WHAT TO DO:
Repeat exactly the lines of the records below, starting at the line containing "# response lists one point per instance, each like pixel 542" and ending at the line containing "# response lists one point per instance, each like pixel 562". Leave the pictures out.

TASK DATA:
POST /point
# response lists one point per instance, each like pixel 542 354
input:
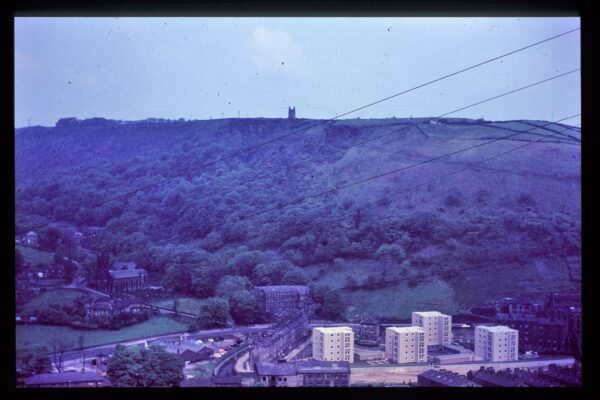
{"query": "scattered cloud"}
pixel 276 49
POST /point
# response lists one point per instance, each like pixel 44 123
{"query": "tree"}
pixel 271 272
pixel 58 347
pixel 177 279
pixel 230 284
pixel 81 342
pixel 33 361
pixel 18 261
pixel 390 255
pixel 134 367
pixel 295 276
pixel 214 313
pixel 331 305
pixel 244 308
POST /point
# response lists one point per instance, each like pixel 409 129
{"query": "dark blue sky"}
pixel 195 68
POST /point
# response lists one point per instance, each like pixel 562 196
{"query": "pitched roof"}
pixel 124 265
pixel 275 369
pixel 64 377
pixel 235 379
pixel 447 378
pixel 284 288
pixel 126 273
pixel 322 366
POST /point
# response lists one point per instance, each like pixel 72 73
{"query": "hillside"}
pixel 490 230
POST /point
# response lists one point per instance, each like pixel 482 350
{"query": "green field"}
pixel 490 281
pixel 335 275
pixel 189 305
pixel 54 298
pixel 35 256
pixel 35 335
pixel 202 369
pixel 400 301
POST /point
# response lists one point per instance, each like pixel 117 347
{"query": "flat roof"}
pixel 405 329
pixel 336 329
pixel 496 329
pixel 429 313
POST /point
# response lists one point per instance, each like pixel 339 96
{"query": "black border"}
pixel 310 8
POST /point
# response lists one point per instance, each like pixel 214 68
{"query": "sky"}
pixel 203 68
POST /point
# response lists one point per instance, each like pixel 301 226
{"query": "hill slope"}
pixel 493 229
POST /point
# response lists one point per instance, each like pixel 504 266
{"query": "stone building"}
pixel 333 344
pixel 405 344
pixel 369 332
pixel 31 239
pixel 67 379
pixel 437 326
pixel 111 308
pixel 127 280
pixel 496 343
pixel 303 374
pixel 324 373
pixel 278 374
pixel 281 338
pixel 276 301
pixel 540 334
pixel 444 378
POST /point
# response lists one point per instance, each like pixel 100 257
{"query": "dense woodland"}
pixel 197 232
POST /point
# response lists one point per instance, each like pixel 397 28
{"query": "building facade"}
pixel 127 280
pixel 444 378
pixel 333 344
pixel 496 343
pixel 110 308
pixel 406 344
pixel 540 334
pixel 31 239
pixel 67 379
pixel 278 300
pixel 323 373
pixel 369 332
pixel 277 375
pixel 280 340
pixel 437 326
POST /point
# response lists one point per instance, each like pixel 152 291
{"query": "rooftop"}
pixel 283 288
pixel 64 377
pixel 405 329
pixel 429 314
pixel 496 329
pixel 119 265
pixel 447 378
pixel 127 273
pixel 336 329
pixel 322 366
pixel 275 369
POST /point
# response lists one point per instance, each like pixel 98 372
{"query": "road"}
pixel 400 374
pixel 109 349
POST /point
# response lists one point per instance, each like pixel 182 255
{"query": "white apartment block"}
pixel 437 326
pixel 405 345
pixel 497 343
pixel 333 344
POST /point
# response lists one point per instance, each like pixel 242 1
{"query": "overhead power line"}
pixel 470 166
pixel 395 171
pixel 378 137
pixel 372 139
pixel 267 142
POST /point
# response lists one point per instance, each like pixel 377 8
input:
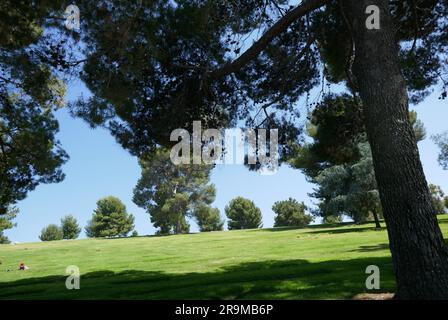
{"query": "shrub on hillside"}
pixel 243 214
pixel 70 227
pixel 50 233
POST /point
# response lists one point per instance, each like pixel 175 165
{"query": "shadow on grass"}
pixel 288 279
pixel 347 230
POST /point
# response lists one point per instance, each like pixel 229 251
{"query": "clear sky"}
pixel 99 167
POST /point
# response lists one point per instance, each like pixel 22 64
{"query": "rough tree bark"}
pixel 419 254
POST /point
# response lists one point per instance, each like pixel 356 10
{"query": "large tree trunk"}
pixel 419 254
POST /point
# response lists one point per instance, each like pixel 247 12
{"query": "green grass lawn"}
pixel 321 262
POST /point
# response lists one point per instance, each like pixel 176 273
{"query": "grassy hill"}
pixel 319 262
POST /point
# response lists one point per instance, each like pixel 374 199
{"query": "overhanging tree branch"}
pixel 281 25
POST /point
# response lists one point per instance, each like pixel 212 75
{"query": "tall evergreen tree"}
pixel 243 214
pixel 110 219
pixel 70 227
pixel 152 73
pixel 6 223
pixel 30 91
pixel 172 193
pixel 290 213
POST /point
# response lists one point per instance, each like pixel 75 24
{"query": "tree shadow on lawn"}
pixel 277 279
pixel 377 247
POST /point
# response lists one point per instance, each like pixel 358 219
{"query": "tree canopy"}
pixel 51 232
pixel 70 227
pixel 290 213
pixel 243 214
pixel 30 91
pixel 172 193
pixel 6 223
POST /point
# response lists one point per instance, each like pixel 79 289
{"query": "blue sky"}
pixel 99 167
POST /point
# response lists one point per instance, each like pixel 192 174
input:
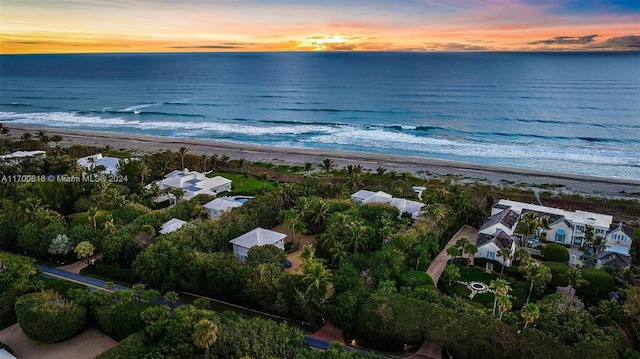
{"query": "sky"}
pixel 99 26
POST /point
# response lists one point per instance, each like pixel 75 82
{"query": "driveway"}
pixel 438 263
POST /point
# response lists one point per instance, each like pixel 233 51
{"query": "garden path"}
pixel 440 261
pixel 293 256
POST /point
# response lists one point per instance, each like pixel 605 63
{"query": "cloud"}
pixel 206 47
pixel 567 40
pixel 627 42
pixel 455 46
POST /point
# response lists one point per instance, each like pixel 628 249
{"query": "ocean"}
pixel 566 112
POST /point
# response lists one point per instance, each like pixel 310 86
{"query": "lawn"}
pixel 249 185
pixel 476 274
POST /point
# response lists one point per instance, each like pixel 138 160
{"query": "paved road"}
pixel 438 263
pixel 97 284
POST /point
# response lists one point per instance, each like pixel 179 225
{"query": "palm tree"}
pixel 356 233
pixel 574 277
pixel 505 254
pixel 530 313
pixel 598 243
pixel 535 272
pixel 609 312
pixel 470 249
pixel 145 172
pixel 338 252
pixel 172 298
pixel 214 161
pixel 527 227
pixel 317 276
pixel 138 289
pixel 454 252
pixel 205 334
pixel 327 165
pixel 504 304
pixel 451 272
pixel 84 249
pixel 183 152
pixel 93 214
pixel 499 287
pixel 380 171
pixel 224 160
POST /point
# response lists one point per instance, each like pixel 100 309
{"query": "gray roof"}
pixel 552 216
pixel 614 259
pixel 502 239
pixel 258 237
pixel 507 217
pixel 626 230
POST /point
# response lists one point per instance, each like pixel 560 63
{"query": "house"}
pixel 172 225
pixel 619 239
pixel 194 183
pixel 403 205
pixel 109 163
pixel 256 237
pixel 569 226
pixel 219 205
pixel 505 221
pixel 490 244
pixel 16 157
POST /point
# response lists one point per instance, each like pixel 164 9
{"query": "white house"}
pixel 219 205
pixel 16 157
pixel 490 244
pixel 256 237
pixel 505 221
pixel 172 225
pixel 194 183
pixel 403 205
pixel 619 239
pixel 110 163
pixel 571 231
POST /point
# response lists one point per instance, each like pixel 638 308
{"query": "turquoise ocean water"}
pixel 567 112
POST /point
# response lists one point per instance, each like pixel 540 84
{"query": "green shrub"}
pixel 6 347
pixel 555 252
pixel 47 317
pixel 558 272
pixel 599 284
pixel 414 279
pixel 120 320
pixel 132 347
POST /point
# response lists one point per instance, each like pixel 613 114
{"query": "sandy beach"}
pixel 590 185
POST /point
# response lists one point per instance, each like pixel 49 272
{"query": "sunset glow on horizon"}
pixel 97 26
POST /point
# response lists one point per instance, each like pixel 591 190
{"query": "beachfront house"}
pixel 219 205
pixel 403 205
pixel 194 183
pixel 172 225
pixel 107 165
pixel 17 156
pixel 567 227
pixel 489 245
pixel 619 239
pixel 256 237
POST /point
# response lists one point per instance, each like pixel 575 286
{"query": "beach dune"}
pixel 591 185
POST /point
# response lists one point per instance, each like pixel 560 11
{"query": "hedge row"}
pixel 46 317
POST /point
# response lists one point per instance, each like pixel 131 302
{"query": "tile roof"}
pixel 258 237
pixel 614 259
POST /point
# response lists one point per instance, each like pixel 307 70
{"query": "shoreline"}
pixel 583 184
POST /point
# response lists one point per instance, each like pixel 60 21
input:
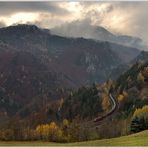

PROBLEM SOLUTION:
# response lists one point per instance, each like pixel 542 354
input:
{"query": "scattered cloud"}
pixel 276 49
POST /point
# response lists one point per instance, each like pixel 44 123
{"query": "tree"}
pixel 271 272
pixel 58 347
pixel 177 279
pixel 230 284
pixel 81 342
pixel 33 361
pixel 18 261
pixel 390 255
pixel 134 367
pixel 295 276
pixel 214 313
pixel 331 305
pixel 244 308
POST /point
# response lists one point per instance, each like pixel 409 129
{"query": "dark blue sky"}
pixel 195 68
POST /point
# response lists one point per instance, each like pixel 562 196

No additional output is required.